▸ **What the task requires**
Count the lines in the records below that contain the word "neckline" with matching case, and reply with that number alone.

▸ **Task data**
▼

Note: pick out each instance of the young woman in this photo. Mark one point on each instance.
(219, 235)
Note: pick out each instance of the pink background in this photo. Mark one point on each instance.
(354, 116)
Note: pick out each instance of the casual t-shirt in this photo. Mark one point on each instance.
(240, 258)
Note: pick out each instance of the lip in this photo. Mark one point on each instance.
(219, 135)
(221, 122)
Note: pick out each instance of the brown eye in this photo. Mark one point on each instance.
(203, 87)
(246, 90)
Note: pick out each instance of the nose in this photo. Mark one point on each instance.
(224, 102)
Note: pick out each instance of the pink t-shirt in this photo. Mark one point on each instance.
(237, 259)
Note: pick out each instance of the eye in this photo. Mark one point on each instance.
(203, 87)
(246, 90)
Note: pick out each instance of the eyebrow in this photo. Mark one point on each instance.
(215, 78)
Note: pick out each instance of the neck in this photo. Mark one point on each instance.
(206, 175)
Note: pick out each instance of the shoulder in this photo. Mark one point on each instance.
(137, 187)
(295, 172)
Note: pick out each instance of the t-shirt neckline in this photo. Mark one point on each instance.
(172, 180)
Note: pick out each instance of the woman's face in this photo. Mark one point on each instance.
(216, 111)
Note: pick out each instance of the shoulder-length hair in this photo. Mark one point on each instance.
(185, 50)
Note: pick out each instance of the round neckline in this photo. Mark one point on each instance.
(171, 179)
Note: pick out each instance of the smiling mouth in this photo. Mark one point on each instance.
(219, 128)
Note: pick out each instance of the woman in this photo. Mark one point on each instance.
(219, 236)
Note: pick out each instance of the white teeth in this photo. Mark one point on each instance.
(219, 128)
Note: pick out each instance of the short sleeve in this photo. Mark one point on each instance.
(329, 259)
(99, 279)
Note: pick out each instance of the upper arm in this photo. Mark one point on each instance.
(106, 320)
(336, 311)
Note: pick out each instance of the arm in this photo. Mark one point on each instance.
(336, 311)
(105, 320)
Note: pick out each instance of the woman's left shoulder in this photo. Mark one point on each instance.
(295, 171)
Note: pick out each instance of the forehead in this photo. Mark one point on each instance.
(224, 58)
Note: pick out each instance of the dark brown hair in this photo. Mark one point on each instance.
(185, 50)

▲
▼

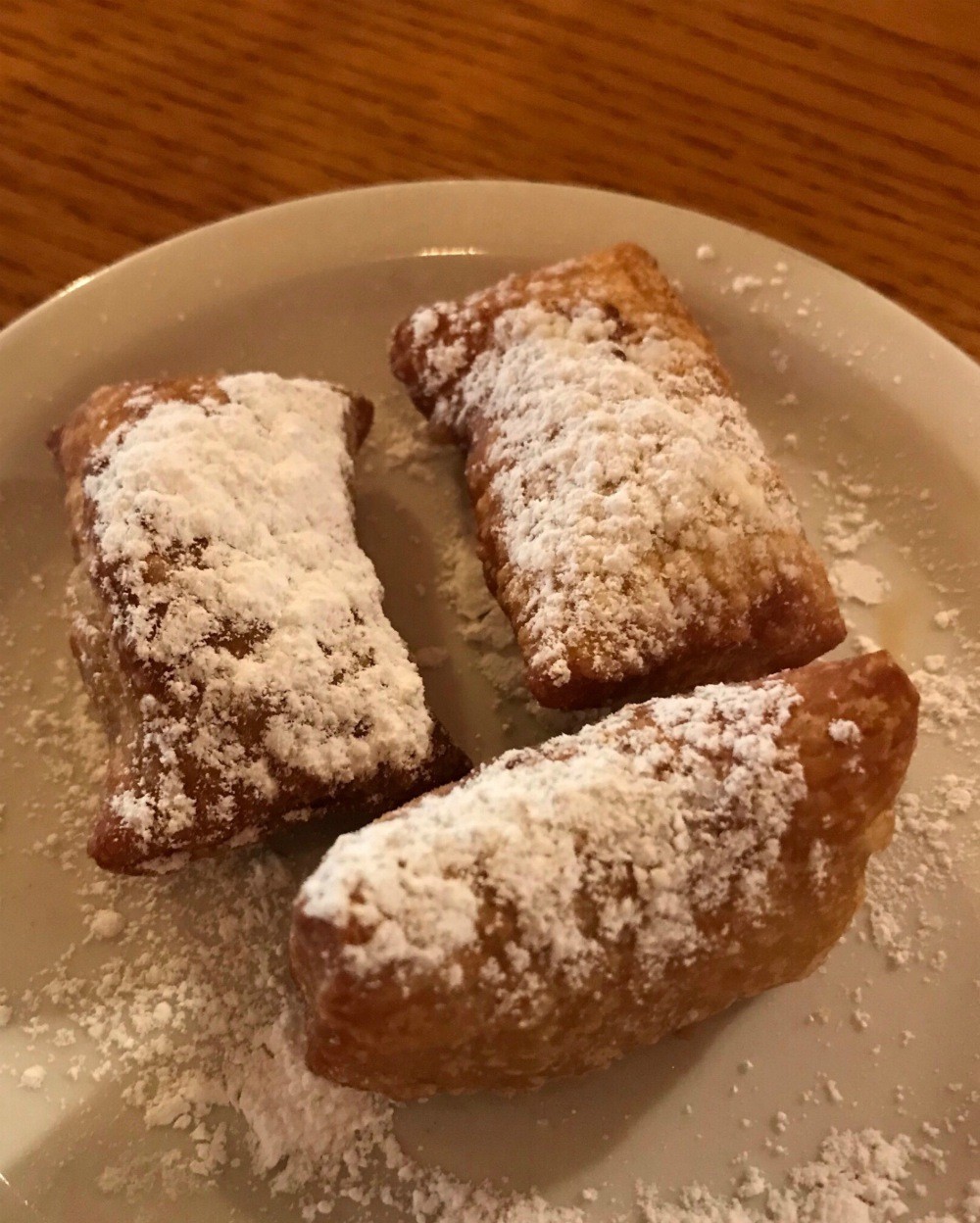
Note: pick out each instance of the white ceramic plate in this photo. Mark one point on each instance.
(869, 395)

▲

▸ **Result of the exercise**
2